**Information provided:**
==================================================

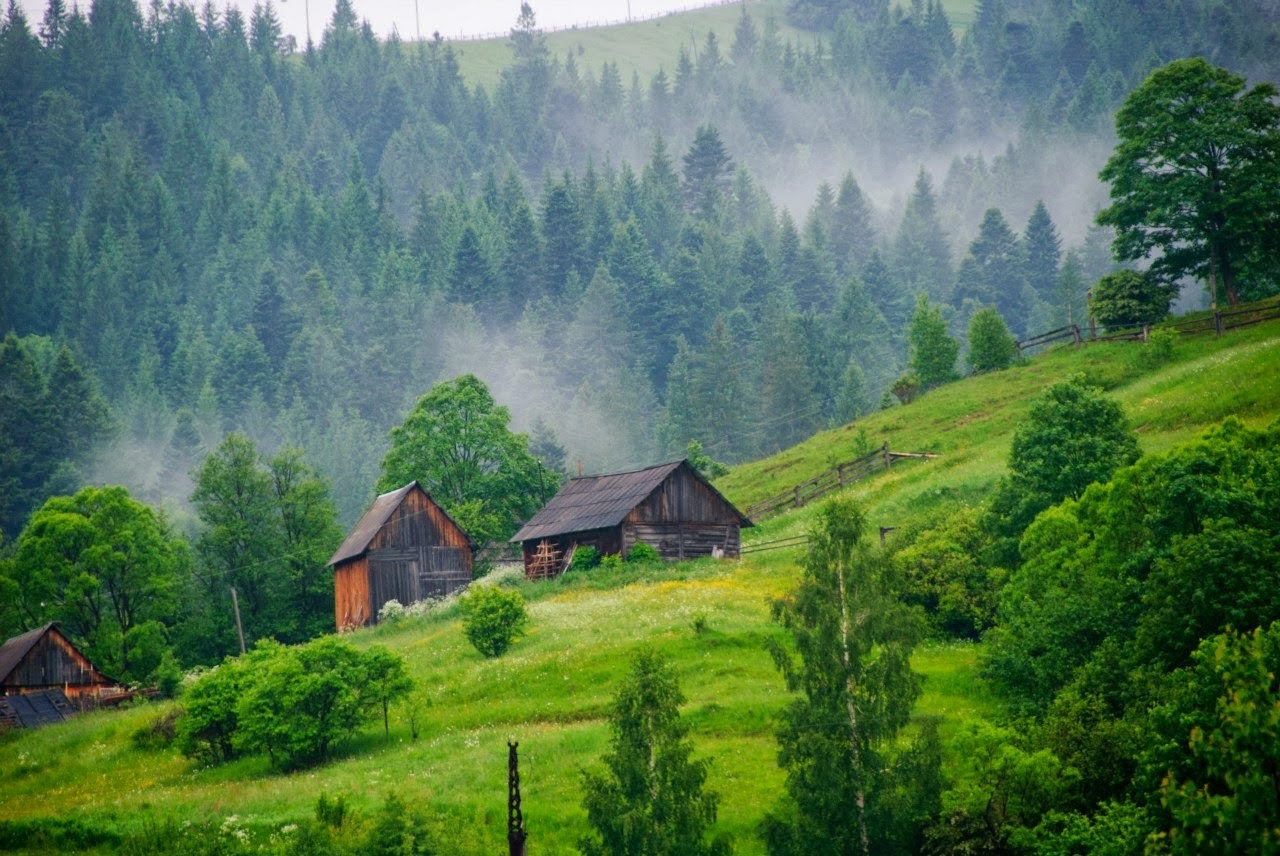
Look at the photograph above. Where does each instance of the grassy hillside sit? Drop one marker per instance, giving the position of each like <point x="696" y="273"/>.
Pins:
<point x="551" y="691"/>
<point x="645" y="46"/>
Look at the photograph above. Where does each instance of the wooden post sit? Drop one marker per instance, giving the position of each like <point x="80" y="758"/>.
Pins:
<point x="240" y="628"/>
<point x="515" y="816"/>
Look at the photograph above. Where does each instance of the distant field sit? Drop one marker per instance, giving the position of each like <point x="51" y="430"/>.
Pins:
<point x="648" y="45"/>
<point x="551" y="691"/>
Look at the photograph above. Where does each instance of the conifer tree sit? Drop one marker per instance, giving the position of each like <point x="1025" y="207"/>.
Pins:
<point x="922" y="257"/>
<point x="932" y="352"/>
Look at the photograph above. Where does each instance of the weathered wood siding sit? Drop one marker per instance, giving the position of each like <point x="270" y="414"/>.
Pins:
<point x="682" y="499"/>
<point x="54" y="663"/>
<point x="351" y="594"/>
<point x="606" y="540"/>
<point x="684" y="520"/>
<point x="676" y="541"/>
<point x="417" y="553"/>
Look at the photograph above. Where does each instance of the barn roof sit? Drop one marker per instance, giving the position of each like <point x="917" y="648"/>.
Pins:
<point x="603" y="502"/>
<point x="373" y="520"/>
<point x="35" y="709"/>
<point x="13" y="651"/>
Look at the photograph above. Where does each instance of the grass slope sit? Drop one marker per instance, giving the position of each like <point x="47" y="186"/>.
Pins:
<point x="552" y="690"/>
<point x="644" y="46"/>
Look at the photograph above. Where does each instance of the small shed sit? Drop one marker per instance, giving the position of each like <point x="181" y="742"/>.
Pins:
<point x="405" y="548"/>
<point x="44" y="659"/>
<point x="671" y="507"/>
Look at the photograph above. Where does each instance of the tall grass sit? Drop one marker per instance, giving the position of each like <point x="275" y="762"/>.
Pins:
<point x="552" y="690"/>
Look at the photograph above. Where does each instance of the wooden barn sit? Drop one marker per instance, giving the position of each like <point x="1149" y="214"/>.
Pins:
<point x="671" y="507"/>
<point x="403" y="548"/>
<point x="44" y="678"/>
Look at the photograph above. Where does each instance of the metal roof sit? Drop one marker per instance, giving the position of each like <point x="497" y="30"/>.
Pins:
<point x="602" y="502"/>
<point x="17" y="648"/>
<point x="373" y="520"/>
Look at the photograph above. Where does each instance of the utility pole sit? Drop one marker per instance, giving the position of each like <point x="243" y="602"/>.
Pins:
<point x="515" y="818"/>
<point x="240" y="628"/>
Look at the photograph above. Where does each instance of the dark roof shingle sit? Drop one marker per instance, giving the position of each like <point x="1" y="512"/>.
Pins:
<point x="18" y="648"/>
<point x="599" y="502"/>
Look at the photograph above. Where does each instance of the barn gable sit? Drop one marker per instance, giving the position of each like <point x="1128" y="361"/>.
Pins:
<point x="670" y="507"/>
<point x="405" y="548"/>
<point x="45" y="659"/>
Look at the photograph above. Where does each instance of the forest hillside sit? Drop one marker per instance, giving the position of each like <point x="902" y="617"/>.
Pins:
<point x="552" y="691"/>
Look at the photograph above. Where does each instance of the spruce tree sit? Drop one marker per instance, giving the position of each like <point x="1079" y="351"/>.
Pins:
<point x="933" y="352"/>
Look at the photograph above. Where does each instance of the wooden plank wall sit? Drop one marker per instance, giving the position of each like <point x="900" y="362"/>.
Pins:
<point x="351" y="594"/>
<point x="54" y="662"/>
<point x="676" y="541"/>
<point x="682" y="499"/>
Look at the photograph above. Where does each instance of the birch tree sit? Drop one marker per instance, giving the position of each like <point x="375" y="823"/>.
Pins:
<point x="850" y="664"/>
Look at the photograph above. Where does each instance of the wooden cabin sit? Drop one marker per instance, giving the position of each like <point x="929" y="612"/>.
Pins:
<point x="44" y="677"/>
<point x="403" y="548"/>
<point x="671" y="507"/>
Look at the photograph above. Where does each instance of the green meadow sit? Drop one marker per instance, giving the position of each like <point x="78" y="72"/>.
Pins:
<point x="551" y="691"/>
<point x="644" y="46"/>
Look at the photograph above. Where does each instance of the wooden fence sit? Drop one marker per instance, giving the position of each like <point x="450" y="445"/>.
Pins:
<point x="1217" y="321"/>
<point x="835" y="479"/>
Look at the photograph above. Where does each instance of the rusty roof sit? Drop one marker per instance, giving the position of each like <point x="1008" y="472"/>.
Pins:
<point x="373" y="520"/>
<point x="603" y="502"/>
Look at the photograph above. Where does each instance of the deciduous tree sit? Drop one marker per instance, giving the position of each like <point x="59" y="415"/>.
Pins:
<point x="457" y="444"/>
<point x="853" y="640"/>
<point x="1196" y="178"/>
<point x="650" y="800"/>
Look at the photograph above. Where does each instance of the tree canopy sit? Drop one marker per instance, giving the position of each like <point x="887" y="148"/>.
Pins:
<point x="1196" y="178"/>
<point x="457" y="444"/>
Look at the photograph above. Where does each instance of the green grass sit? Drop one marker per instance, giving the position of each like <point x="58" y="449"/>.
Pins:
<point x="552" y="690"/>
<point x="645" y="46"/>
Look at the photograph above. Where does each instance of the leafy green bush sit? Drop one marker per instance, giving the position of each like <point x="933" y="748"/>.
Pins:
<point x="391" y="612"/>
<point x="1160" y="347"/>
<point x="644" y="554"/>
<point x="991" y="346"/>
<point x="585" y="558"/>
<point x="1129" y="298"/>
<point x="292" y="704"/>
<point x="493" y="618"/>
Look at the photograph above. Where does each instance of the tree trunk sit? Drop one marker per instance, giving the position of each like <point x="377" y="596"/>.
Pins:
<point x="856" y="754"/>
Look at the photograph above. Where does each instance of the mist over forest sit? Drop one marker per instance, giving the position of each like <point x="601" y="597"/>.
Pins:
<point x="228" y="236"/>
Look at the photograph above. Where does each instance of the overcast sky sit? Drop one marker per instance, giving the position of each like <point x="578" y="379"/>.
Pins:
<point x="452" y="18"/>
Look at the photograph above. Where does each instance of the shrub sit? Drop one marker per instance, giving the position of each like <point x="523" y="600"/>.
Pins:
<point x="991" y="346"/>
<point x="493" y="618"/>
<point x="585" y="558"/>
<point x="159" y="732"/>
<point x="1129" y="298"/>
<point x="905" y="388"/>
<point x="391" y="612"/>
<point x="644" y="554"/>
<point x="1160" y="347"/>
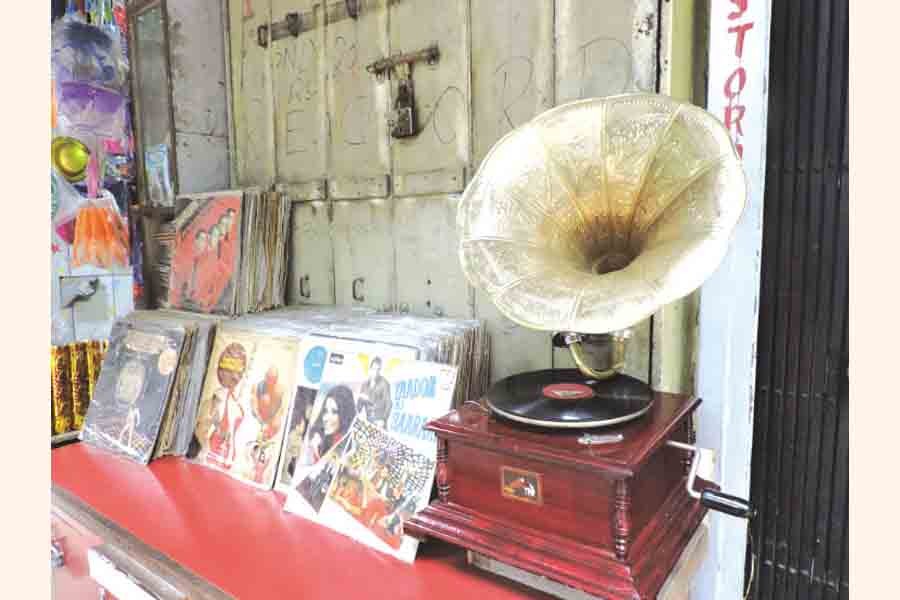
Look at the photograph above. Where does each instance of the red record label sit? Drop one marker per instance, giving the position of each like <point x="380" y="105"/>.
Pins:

==================================================

**Task description:** All entries are to be retyped exactly. Omit any embedded images.

**Result of this task:**
Look at the photograph above. Where does each instance of the grassy hillside sit? Drop one marker per instance, giving the position of each like <point x="696" y="273"/>.
Pins:
<point x="551" y="691"/>
<point x="645" y="46"/>
Look at the photograph above. Where does each instance of the wooden post sit? Drop one marker per instance, giving the position of each like <point x="80" y="758"/>.
Pins:
<point x="240" y="628"/>
<point x="515" y="816"/>
Look at the photograph above. Where does each instance of the distant field sit? Drop one marker per instance, giving the position of each like <point x="51" y="430"/>.
Pins:
<point x="648" y="45"/>
<point x="551" y="691"/>
Look at the photograph above. Where does each instance of the conifer tree sit? Drop one marker per instance, giving the position of each like <point x="1025" y="207"/>.
Pins:
<point x="922" y="257"/>
<point x="932" y="352"/>
Look at the photograph above. Where does each instance of the weathered wood siding sit? Drop one marker per instance, giving the position of each like <point x="270" y="414"/>.
Pins:
<point x="682" y="499"/>
<point x="54" y="663"/>
<point x="351" y="594"/>
<point x="606" y="540"/>
<point x="684" y="520"/>
<point x="676" y="541"/>
<point x="417" y="553"/>
Look at the photograph above. Where does each instance of the barn roof sit? Drop one marker per instance, giving the position of each like <point x="917" y="648"/>.
Pins:
<point x="603" y="502"/>
<point x="373" y="520"/>
<point x="35" y="709"/>
<point x="13" y="651"/>
Look at the photograph above. Where does each instance of the grass slope sit? Drop one marker per instance, giving the position of each like <point x="47" y="186"/>.
Pins:
<point x="552" y="690"/>
<point x="644" y="46"/>
Look at the photograph above. Where does each instance of the small shed sit? Drop one marker per instance, giving the position of each like <point x="181" y="742"/>.
Pins:
<point x="405" y="548"/>
<point x="44" y="659"/>
<point x="671" y="507"/>
Look at the photograph above. Where does each instance of the tall grass sit? Drop one marker per instance, giving the position of each like <point x="275" y="762"/>.
Pins:
<point x="552" y="690"/>
Look at the photograph above. Where does each instance of the wooden barn sit? Drop one marker per instance, giving the position of each like <point x="1149" y="214"/>.
Pins:
<point x="671" y="507"/>
<point x="403" y="548"/>
<point x="44" y="678"/>
Look at the photograph above. Where does each instance of the metal roof sit? Drop one marker per instance, giving the position of each like <point x="497" y="30"/>.
Pins:
<point x="602" y="502"/>
<point x="17" y="648"/>
<point x="373" y="520"/>
Look at the photograph above. Where does each instance of the utility pole sit? Drop one marker per instance, giving the position of each like <point x="243" y="602"/>.
Pins:
<point x="515" y="818"/>
<point x="240" y="628"/>
Look at the photograph above. Where does each instance of the dark roof shingle sit? Drop one marker per instance, giving the position of each like <point x="1" y="512"/>.
Pins:
<point x="18" y="648"/>
<point x="599" y="502"/>
Look at the photograph above. Where does each instance of the barn gable sit? Drop one marker per instance, giving the position of each like <point x="1128" y="361"/>.
Pins:
<point x="670" y="507"/>
<point x="405" y="548"/>
<point x="45" y="659"/>
Look at the photograph above. Where does each instance of the forest hillside sit? Drop one marker per instance, giving the position of each like <point x="902" y="617"/>.
Pins:
<point x="552" y="691"/>
Look at the photograph above. Where does each instance of the spruce tree sit? Drop one marker per instance, giving the position of each like <point x="1079" y="351"/>.
Pins:
<point x="933" y="352"/>
Look at the photograph above. Where does each instance of the wooden plank wall sit? Drop one marker per instance, giving the position of each like <point x="900" y="362"/>.
Pins:
<point x="351" y="594"/>
<point x="54" y="662"/>
<point x="676" y="541"/>
<point x="682" y="499"/>
Look at the photograph above. Where does each instance of the birch tree sit? Drop one marker per instance, giving the position of each like <point x="375" y="823"/>.
Pins:
<point x="850" y="664"/>
Look at the photograph above. Where does each instance of the wooden cabin sit? Drop one marker per instance, giving the position of each like <point x="929" y="612"/>.
Pins:
<point x="44" y="677"/>
<point x="403" y="548"/>
<point x="671" y="507"/>
Look at the photograph above. Where does each instance of the green meadow sit? Drop one marker per instance, giving the position of each like <point x="78" y="72"/>.
Pins:
<point x="551" y="691"/>
<point x="644" y="46"/>
Look at the photograph above. Where does each instance of the wooden fence sit? Drop one marker per instance, giving the position of each like <point x="450" y="445"/>.
Pins:
<point x="1217" y="321"/>
<point x="835" y="479"/>
Look at the photograph above. Where does each instance of the rusty roof sit? Drop one marker per instance, giving the position of each like <point x="1008" y="472"/>.
Pins:
<point x="373" y="520"/>
<point x="603" y="502"/>
Look at the photograph above. Where does each instance of the deciduous tree sit? Drop one marker per instance, giving the position of each like <point x="59" y="415"/>.
Pins:
<point x="457" y="444"/>
<point x="853" y="640"/>
<point x="1196" y="178"/>
<point x="650" y="800"/>
Look at the photograph above. Where does each instance of the tree canopy sit? Drop one marker per instance, giving the position of each like <point x="887" y="148"/>.
Pins:
<point x="1196" y="178"/>
<point x="457" y="444"/>
Look at the photograph above. Where does each instance of the green grass sit? Drop one marker per instance, giving the position of each like <point x="58" y="449"/>.
Pins:
<point x="552" y="690"/>
<point x="645" y="46"/>
Look at the photograph above. Where does each instance of the leafy green bush sit? Drop one marker per instance, giving the position of each like <point x="933" y="748"/>.
Pins:
<point x="391" y="612"/>
<point x="1160" y="347"/>
<point x="644" y="554"/>
<point x="991" y="346"/>
<point x="585" y="558"/>
<point x="1129" y="298"/>
<point x="292" y="704"/>
<point x="493" y="618"/>
Look at the photograph above. Where does each instance of the tree trunk sit? Drop one marker per instance, giving the position of each like <point x="377" y="596"/>.
Pins:
<point x="856" y="754"/>
Look at the photograph above. Where does each instance of the mist over forest sit? Drop one marker per instance, giving the position of each like <point x="601" y="597"/>.
Pins:
<point x="228" y="236"/>
Look at the photograph above. Where does each instance of the overcast sky sit? Drop one marker per instance, giving the position of each like <point x="578" y="379"/>.
Pins:
<point x="452" y="18"/>
Look at the photograph above. Where does each instance of the shrub sit? Drop one marker per instance, giving the position of each like <point x="523" y="600"/>.
Pins:
<point x="991" y="346"/>
<point x="493" y="618"/>
<point x="585" y="558"/>
<point x="159" y="732"/>
<point x="1129" y="298"/>
<point x="905" y="388"/>
<point x="391" y="612"/>
<point x="644" y="554"/>
<point x="1160" y="347"/>
Look at the photograph above. Where does each instance of the red record label sit? Drop one marker per instance, giving the position of each like <point x="380" y="105"/>.
Pins:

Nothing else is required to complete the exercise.